▸ **Text excerpt**

□ □ □ □ □ □ □

“It’s a scientific fact, without a shadow of a doubt!”
Well how many times do you read that and think one of two things; “rock solid truth” or “really?” If you really understand what science is and how its practitioners work you should have answered “really?”
This may surprise some readers given that I am a really strong proponent of using a science based approach to teaching and training both our fellow humans and the animals we share our lives with.
The strength of the scientific method is not that once a fact is proven it is incontrovertible and set in stone forever. It is this “set in stone” perception that I believe has caused many previous supporters of the scientific method to begin to question it. How many remember when scientists announced that eggs and butter were bad for our health only to later reverse that position? If one were in the camp that said scientific facts are set in stone I am sure it would rock (pun intended) one’s faith in science.
What science presents is the best knowledge to date on a particular subject. That knowledge is based upon carefully conducted experiments with methodical collection and analysis of the resultant data.
The scientific method depends upon several crucial points:
- Peer review of the testing process, results collection, and of the methods used to evaluate a hypothesis.
- Repeatability of the experiment by independent researchers.
- Ongoing openness of the participants and scientific community to challenging established “facts.”
The first two point act as a cross-check of not only the premise of the test scenario but also the methodology used to collect and analyze the results. There have been several cases in the popular press that demonstrate these two points in action, e.g. the attempt to link vaccination with autism.
However it is the third point that in my opinion truly drives knowledge forward. If once a theory was established it was set in stone there would be little progress towards new knowledge in the area covered by the theory. The major force for advancement of knowledge is a skeptical reader, someone who when they read a new theory asks themselves “really? Is that really all there is to it?”

□ □ □ □ □ □ □

(Recorded data)
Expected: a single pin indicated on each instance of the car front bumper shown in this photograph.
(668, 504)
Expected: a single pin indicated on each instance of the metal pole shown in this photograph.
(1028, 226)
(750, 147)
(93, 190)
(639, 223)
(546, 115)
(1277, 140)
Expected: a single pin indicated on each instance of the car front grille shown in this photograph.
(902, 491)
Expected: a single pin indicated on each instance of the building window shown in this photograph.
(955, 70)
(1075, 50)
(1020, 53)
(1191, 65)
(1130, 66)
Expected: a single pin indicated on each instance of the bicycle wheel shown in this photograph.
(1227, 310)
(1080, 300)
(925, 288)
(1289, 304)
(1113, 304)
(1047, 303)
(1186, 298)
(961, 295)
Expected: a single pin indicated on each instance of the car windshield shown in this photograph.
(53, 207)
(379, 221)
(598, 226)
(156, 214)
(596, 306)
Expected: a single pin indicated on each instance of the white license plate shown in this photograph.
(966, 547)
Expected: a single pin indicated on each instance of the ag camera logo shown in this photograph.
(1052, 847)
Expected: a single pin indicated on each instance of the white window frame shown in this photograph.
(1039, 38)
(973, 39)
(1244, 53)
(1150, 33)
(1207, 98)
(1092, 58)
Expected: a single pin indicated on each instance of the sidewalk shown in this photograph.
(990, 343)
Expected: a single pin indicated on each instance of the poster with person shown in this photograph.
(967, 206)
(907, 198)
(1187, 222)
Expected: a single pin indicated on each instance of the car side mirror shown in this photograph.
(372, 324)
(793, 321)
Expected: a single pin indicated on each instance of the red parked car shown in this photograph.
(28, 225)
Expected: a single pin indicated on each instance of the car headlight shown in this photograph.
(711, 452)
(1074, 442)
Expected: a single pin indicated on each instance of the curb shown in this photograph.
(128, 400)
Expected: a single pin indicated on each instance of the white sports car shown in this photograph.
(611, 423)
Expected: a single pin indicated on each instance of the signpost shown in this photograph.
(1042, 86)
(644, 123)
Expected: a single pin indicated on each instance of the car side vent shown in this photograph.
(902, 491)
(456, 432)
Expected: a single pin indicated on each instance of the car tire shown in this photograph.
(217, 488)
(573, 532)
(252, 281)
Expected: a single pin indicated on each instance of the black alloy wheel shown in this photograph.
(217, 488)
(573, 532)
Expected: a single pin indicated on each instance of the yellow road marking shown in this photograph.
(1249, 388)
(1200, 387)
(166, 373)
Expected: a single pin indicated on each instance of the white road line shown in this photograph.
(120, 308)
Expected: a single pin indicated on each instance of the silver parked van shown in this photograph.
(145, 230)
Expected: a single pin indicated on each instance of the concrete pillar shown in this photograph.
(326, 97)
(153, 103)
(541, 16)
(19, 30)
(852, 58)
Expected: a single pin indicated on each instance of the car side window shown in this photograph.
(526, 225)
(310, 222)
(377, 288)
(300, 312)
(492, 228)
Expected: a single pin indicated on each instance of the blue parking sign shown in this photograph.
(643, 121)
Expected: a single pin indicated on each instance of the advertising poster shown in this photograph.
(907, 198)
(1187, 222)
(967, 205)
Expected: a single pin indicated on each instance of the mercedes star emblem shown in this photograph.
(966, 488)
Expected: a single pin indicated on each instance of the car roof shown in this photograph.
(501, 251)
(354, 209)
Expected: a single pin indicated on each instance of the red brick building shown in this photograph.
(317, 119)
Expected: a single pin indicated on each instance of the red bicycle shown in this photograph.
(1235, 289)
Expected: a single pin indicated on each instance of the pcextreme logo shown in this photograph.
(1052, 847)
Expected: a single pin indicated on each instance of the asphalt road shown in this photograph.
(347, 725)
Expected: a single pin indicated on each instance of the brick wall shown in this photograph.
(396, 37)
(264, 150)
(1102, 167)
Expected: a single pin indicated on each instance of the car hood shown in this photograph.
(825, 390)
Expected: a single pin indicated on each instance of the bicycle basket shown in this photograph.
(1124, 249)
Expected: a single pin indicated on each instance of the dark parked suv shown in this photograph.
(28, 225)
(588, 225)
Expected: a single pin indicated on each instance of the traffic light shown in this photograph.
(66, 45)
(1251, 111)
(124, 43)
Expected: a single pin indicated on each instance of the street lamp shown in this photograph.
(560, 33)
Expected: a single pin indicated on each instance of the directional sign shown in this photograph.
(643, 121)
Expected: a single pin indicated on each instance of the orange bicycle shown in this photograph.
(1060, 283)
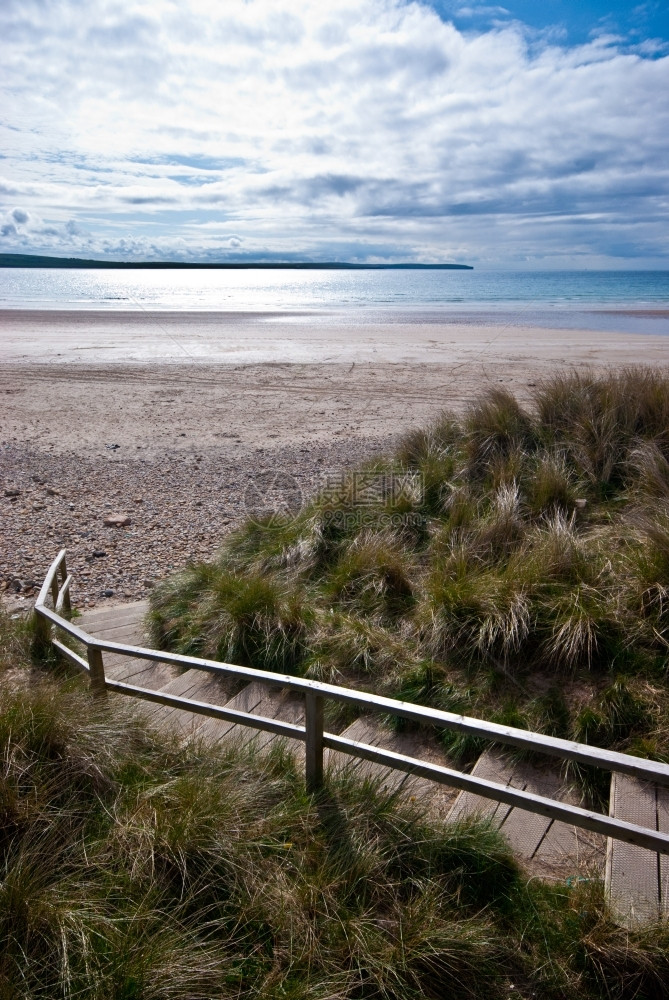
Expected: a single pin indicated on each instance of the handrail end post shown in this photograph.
(41, 643)
(97, 671)
(314, 704)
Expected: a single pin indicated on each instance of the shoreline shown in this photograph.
(191, 434)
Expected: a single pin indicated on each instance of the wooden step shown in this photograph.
(124, 614)
(370, 730)
(258, 699)
(545, 845)
(196, 685)
(126, 624)
(637, 880)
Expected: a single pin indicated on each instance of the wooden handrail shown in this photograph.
(316, 739)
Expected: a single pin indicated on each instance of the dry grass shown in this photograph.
(133, 867)
(538, 545)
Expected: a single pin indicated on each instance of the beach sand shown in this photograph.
(199, 404)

□ □ □ □ □ □ □

Reproduce the essay above on scientific facts and skepticism word for word, from beginning to end.

“It’s a scientific fact, without a shadow of a doubt!”
Well how many times do you read that and think one of two things; “rock solid truth” or “really?” If you really understand what science is and how its practitioners work you should have answered “really?”
This may surprise some readers given that I am a really strong proponent of using a science based approach to teaching and training both our fellow humans and the animals we share our lives with.
The strength of the scientific method is not that once a fact is proven it is incontrovertible and set in stone forever. It is this “set in stone” perception that I believe has caused many previous supporters of the scientific method to begin to question it. How many remember when scientists announced that eggs and butter were bad for our health only to later reverse that position? If one were in the camp that said scientific facts are set in stone I am sure it would rock (pun intended) one’s faith in science.
What science presents is the best knowledge to date on a particular subject. That knowledge is based upon carefully conducted experiments with methodical collection and analysis of the resultant data.
The scientific method depends upon several crucial points:
- Peer review of the testing process, results collection, and of the methods used to evaluate a hypothesis.
- Repeatability of the experiment by independent researchers.
- Ongoing openness of the participants and scientific community to challenging established “facts.”
The first two point act as a cross-check of not only the premise of the test scenario but also the methodology used to collect and analyze the results. There have been several cases in the popular press that demonstrate these two points in action, e.g. the attempt to link vaccination with autism.
However it is the third point that in my opinion truly drives knowledge forward. If once a theory was established it was set in stone there would be little progress towards new knowledge in the area covered by the theory. The major force for advancement of knowledge is a skeptical reader, someone who when they read a new theory asks themselves “really? Is that really all there is to it?”